• _SELECTED EXCERPT_:
---
Jin Guangshan was the former leader of the Jin Clan whose ambitions rivaled Wen Ruohan's. He viciously punished the remainder of the Wen Clan after the war and clashed with Wei Wuxian over their treatment. A womanizer, he had three known children from affairs: Meng Yao, Mo Xuanyu, and Qin Su. Jin Zixuan was his only legitimate son until he legitimized Meng Yao.

Jin Zixuan (金子轩)
Voiced by: Liu Mingyue (Chinese drama cd), Gu Jiangshan (Chinese du ), Kim Hyun-wook (Korean dub), Hiroki Takahashi (Japanese drama cd), Kenji Akabane (Japanese dub)

Jin Zixuan was Jin Guangshan's son and heir to the Jin Clan, as well as Jiang Yanli's husband and the father of Jin Ling. He initially clashed with Wei Wuxian due to his brash personality.
An outstanding talent, Jin Zixuan initially disdained the betrothal he had to Jiang Yanli, whom he viewed as unremarkable, but he gradually grew to love her after understanding her true character. He died when Jin Ling was still a toddler.

Qin Su (秦愫)
Qin Su is the wife of Jin Guangyao and the daughter of Qin Cangye, the leader of the Laoling Qin Clan, a subsidiary of the Jin Clan. They married after Jin Guangyao saved her life during the war.
---
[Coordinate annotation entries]
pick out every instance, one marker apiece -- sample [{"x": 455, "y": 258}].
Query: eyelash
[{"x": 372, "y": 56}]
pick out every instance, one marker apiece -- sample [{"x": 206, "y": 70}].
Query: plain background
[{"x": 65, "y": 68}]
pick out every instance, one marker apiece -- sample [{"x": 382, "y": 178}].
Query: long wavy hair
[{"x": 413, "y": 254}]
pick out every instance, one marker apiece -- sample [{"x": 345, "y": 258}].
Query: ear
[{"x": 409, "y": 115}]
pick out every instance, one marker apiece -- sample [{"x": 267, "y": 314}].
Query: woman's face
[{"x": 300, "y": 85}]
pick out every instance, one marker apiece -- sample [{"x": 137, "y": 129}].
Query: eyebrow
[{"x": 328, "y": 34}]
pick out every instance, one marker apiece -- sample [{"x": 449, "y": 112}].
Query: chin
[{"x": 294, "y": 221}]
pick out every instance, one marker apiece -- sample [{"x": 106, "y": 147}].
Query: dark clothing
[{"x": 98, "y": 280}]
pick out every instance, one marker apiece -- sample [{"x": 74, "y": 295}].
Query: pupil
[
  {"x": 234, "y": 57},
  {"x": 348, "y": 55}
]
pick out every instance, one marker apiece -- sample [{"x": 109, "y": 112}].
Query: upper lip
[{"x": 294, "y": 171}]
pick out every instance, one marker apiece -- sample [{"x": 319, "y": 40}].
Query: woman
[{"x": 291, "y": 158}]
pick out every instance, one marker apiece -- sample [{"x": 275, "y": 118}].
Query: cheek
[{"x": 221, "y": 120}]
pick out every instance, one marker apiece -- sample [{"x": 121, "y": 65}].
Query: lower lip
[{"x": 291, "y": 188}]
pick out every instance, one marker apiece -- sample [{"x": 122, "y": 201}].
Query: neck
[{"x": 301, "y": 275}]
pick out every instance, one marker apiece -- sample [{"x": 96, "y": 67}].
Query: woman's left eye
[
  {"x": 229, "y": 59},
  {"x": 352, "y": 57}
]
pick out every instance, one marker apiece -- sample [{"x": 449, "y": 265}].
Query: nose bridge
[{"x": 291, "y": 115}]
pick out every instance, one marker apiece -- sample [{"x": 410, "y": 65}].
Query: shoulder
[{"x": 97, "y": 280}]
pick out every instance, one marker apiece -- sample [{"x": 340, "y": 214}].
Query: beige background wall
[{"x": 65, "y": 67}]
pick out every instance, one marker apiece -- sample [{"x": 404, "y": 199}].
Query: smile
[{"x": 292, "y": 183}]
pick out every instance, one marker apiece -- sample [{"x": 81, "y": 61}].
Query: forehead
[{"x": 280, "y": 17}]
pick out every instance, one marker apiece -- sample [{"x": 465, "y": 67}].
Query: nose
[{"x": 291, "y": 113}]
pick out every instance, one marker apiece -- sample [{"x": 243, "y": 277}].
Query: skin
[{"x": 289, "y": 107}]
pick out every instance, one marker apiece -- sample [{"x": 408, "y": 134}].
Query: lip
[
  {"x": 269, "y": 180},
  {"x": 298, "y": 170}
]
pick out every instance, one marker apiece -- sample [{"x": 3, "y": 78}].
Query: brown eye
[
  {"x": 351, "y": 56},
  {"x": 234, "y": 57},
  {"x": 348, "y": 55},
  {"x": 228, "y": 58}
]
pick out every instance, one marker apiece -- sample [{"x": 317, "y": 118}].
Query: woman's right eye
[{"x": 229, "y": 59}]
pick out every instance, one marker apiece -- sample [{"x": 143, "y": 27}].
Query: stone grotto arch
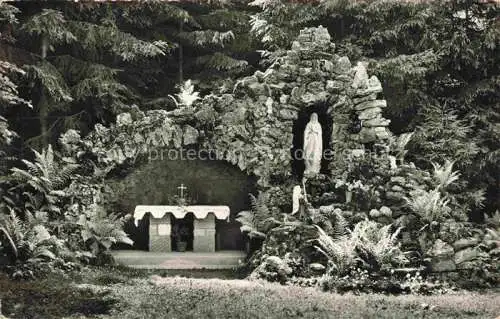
[{"x": 252, "y": 124}]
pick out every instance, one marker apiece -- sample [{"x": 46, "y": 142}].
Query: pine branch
[
  {"x": 50, "y": 80},
  {"x": 96, "y": 38}
]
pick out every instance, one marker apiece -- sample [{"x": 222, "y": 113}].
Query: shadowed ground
[
  {"x": 126, "y": 293},
  {"x": 179, "y": 260}
]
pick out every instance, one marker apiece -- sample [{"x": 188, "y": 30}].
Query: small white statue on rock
[{"x": 313, "y": 146}]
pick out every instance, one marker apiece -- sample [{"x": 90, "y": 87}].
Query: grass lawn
[{"x": 119, "y": 293}]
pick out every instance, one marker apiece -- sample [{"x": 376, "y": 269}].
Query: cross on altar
[{"x": 182, "y": 188}]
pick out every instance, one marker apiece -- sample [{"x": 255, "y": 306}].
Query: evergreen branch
[
  {"x": 50, "y": 25},
  {"x": 95, "y": 38},
  {"x": 50, "y": 80}
]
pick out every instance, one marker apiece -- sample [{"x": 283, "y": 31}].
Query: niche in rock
[
  {"x": 208, "y": 182},
  {"x": 299, "y": 126}
]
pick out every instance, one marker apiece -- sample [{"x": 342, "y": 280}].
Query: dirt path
[{"x": 169, "y": 297}]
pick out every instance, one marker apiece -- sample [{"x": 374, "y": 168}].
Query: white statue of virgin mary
[{"x": 313, "y": 146}]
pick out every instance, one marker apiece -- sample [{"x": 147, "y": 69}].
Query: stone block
[
  {"x": 371, "y": 104},
  {"x": 204, "y": 234},
  {"x": 160, "y": 243},
  {"x": 464, "y": 243},
  {"x": 160, "y": 231},
  {"x": 370, "y": 113}
]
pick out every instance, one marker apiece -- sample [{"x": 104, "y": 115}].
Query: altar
[{"x": 162, "y": 216}]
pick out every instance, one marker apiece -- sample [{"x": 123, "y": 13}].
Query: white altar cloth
[{"x": 199, "y": 211}]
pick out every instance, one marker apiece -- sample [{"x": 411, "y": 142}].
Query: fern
[
  {"x": 429, "y": 205},
  {"x": 46, "y": 177},
  {"x": 251, "y": 220},
  {"x": 341, "y": 251},
  {"x": 187, "y": 95},
  {"x": 444, "y": 174}
]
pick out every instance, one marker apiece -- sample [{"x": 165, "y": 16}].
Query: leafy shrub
[
  {"x": 26, "y": 240},
  {"x": 99, "y": 230},
  {"x": 252, "y": 221},
  {"x": 375, "y": 247}
]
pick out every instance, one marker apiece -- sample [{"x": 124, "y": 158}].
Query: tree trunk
[
  {"x": 42, "y": 103},
  {"x": 181, "y": 58},
  {"x": 43, "y": 116}
]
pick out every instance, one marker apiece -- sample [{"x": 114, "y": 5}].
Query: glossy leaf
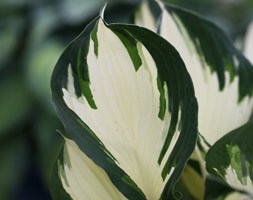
[
  {"x": 230, "y": 158},
  {"x": 221, "y": 75},
  {"x": 121, "y": 91}
]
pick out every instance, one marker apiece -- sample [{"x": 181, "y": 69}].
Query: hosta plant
[
  {"x": 222, "y": 77},
  {"x": 127, "y": 102}
]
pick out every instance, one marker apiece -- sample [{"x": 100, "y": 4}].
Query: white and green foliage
[
  {"x": 230, "y": 158},
  {"x": 222, "y": 77},
  {"x": 129, "y": 110},
  {"x": 127, "y": 103}
]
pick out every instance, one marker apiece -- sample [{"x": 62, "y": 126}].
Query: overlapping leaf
[
  {"x": 231, "y": 159},
  {"x": 121, "y": 91},
  {"x": 222, "y": 76}
]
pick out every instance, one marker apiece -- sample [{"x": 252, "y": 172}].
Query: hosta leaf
[
  {"x": 222, "y": 77},
  {"x": 230, "y": 158},
  {"x": 121, "y": 91}
]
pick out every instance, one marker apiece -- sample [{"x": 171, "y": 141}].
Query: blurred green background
[{"x": 33, "y": 33}]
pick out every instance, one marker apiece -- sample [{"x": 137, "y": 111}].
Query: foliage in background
[{"x": 32, "y": 35}]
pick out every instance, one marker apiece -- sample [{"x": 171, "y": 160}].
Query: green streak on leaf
[
  {"x": 83, "y": 76},
  {"x": 94, "y": 37},
  {"x": 131, "y": 45},
  {"x": 162, "y": 99}
]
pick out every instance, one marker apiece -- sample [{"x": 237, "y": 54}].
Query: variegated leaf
[
  {"x": 121, "y": 91},
  {"x": 222, "y": 77},
  {"x": 231, "y": 159}
]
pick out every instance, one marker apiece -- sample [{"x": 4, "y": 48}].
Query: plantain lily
[
  {"x": 222, "y": 77},
  {"x": 130, "y": 115}
]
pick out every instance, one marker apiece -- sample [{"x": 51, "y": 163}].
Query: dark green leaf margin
[{"x": 171, "y": 70}]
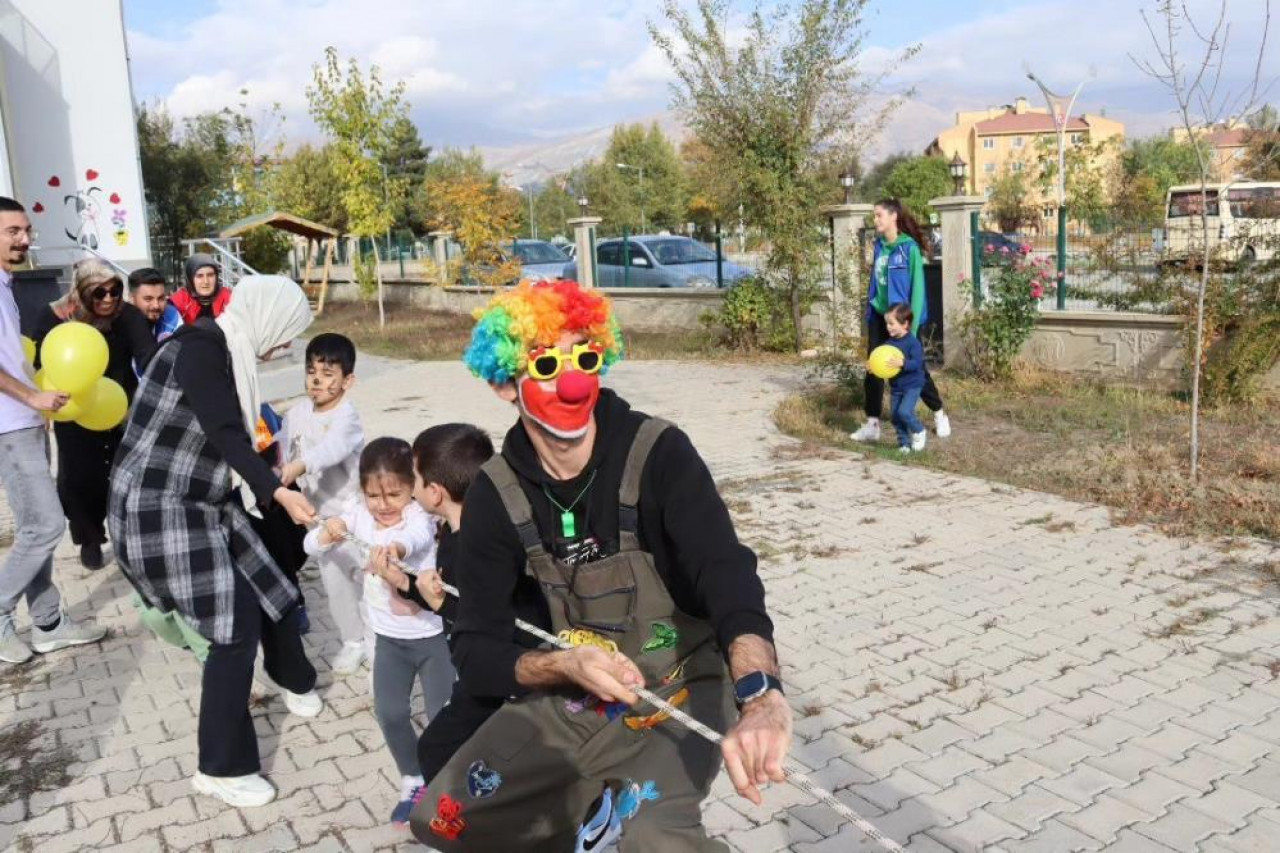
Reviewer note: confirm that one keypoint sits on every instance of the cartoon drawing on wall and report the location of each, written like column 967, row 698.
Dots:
column 83, row 210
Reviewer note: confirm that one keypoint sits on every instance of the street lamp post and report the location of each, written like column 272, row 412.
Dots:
column 1060, row 110
column 640, row 169
column 959, row 169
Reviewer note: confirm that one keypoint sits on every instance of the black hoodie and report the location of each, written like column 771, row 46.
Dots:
column 684, row 524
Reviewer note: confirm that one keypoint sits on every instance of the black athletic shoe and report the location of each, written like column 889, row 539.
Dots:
column 91, row 556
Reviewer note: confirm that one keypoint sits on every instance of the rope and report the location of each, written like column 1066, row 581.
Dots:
column 794, row 771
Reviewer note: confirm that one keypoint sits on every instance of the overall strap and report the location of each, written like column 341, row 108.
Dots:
column 516, row 503
column 629, row 493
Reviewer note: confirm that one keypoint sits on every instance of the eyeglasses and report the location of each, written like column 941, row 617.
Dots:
column 547, row 363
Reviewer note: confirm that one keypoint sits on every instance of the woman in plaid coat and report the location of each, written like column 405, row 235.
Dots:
column 184, row 483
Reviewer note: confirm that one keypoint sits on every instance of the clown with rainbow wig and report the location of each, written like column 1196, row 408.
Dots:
column 609, row 524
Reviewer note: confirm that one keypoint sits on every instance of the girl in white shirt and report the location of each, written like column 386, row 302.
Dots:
column 410, row 642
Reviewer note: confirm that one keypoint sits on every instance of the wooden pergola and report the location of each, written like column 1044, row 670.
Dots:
column 298, row 227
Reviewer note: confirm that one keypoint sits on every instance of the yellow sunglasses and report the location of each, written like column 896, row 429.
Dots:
column 547, row 363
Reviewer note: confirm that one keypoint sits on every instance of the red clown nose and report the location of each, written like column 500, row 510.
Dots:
column 575, row 386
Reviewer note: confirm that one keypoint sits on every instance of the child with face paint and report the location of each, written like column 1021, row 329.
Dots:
column 411, row 643
column 321, row 439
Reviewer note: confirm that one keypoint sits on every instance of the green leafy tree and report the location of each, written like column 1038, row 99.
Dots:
column 777, row 101
column 360, row 114
column 405, row 160
column 914, row 181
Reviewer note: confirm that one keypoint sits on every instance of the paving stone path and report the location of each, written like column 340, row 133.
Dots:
column 973, row 667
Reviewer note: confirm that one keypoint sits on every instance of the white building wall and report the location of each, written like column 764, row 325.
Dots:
column 68, row 128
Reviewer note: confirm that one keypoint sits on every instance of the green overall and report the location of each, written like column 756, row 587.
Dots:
column 553, row 755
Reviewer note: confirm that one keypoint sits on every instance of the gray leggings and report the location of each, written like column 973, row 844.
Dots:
column 396, row 662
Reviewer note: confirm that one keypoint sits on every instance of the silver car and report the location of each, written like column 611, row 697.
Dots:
column 658, row 261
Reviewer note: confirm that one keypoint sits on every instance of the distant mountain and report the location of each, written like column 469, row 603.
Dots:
column 910, row 131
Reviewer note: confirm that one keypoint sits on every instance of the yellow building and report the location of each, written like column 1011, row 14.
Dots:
column 1014, row 138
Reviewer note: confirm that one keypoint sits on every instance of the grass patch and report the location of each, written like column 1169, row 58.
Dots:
column 1121, row 447
column 421, row 334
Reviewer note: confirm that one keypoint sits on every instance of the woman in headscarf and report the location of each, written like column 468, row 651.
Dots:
column 204, row 293
column 85, row 456
column 187, row 479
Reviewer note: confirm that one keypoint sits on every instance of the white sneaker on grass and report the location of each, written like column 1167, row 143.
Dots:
column 64, row 634
column 304, row 705
column 868, row 432
column 240, row 792
column 347, row 661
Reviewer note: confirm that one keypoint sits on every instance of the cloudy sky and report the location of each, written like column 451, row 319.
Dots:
column 504, row 72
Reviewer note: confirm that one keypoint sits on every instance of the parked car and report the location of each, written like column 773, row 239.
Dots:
column 539, row 260
column 659, row 260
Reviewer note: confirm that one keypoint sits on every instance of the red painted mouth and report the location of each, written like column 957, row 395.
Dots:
column 565, row 411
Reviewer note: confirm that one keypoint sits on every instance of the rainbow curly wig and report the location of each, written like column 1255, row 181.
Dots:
column 530, row 315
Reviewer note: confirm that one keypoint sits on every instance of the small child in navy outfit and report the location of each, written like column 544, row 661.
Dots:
column 906, row 386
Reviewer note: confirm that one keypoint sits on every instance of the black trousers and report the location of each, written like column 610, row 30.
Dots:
column 873, row 387
column 449, row 729
column 83, row 479
column 228, row 743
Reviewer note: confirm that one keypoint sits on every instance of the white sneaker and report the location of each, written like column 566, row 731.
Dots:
column 347, row 661
column 941, row 424
column 304, row 705
column 241, row 792
column 868, row 432
column 67, row 633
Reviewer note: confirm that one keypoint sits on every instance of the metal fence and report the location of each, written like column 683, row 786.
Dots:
column 1100, row 267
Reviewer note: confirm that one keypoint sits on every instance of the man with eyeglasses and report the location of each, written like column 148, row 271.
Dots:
column 612, row 520
column 39, row 523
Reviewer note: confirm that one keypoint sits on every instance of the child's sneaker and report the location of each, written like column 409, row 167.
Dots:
column 411, row 792
column 304, row 705
column 241, row 792
column 347, row 661
column 868, row 432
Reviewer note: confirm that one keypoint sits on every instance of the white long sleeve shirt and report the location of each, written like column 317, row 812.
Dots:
column 329, row 445
column 416, row 533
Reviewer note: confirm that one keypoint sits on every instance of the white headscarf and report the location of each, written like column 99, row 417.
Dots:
column 265, row 311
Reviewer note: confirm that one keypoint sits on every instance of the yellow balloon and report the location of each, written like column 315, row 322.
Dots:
column 878, row 361
column 72, row 409
column 109, row 407
column 74, row 356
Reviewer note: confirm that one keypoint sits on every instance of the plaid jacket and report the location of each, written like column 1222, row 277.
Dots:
column 176, row 521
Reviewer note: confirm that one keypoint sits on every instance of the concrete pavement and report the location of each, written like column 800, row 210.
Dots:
column 973, row 666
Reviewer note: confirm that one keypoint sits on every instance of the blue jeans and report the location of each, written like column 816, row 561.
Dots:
column 903, row 413
column 39, row 525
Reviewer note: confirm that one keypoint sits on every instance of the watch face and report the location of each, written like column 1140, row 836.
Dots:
column 749, row 687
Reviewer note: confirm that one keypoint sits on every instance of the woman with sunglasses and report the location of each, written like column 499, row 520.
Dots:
column 85, row 456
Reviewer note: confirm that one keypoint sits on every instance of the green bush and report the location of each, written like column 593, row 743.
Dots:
column 754, row 316
column 996, row 329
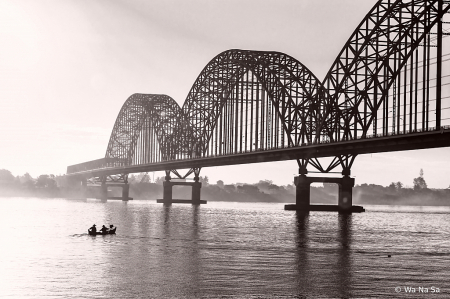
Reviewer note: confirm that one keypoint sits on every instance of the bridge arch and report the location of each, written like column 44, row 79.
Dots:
column 149, row 128
column 240, row 77
column 382, row 56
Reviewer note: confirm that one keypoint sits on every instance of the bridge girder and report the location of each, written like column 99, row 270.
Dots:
column 245, row 101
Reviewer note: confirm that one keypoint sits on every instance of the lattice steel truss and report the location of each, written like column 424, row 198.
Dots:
column 386, row 80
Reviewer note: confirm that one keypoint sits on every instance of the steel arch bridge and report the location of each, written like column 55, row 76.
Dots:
column 385, row 91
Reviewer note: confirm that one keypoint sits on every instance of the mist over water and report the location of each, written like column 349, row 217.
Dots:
column 240, row 250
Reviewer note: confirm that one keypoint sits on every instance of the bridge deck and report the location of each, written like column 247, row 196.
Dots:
column 411, row 141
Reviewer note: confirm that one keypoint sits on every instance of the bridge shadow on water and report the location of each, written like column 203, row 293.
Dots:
column 324, row 269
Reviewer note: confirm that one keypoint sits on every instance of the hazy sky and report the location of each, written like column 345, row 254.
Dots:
column 67, row 67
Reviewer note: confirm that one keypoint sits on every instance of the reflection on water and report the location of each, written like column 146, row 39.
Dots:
column 219, row 249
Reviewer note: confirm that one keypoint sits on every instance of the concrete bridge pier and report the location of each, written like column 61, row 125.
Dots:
column 125, row 191
column 167, row 191
column 302, row 192
column 104, row 191
column 83, row 188
column 196, row 186
column 167, row 199
column 345, row 199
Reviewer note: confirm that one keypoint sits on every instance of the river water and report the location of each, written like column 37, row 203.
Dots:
column 225, row 250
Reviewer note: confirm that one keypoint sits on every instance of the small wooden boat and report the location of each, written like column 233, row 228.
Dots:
---
• _GOALS_:
1. According to the character descriptions, what led Qin Su to marry Jin Guangyao?
2. In the entries, reproduce the lines from the one containing "1038, row 99." to the one containing "column 553, row 755", swapping every "keypoint" for "marker" and changing nothing else.

• _RESULTS OF THE TASKS_:
1. Jin Guangyao saved her life during the war.

2.
Reviewer note: confirm that one marker sits on every instance of the green leafy tree and report the location of each, written like column 1038, row 99.
Dots:
column 777, row 101
column 360, row 114
column 405, row 160
column 914, row 181
Reviewer note: confirm that one marker sits on every instance of the paving stone path and report the location of each, written like column 340, row 133.
Dots:
column 973, row 667
Reviewer note: confirm that one marker sits on every instance of the white building wall and report the location of each, written like column 764, row 325.
Dots:
column 68, row 128
Reviewer note: confirm that one marker sits on every instance of the green overall and report the location of each, written like column 756, row 587.
Dots:
column 553, row 755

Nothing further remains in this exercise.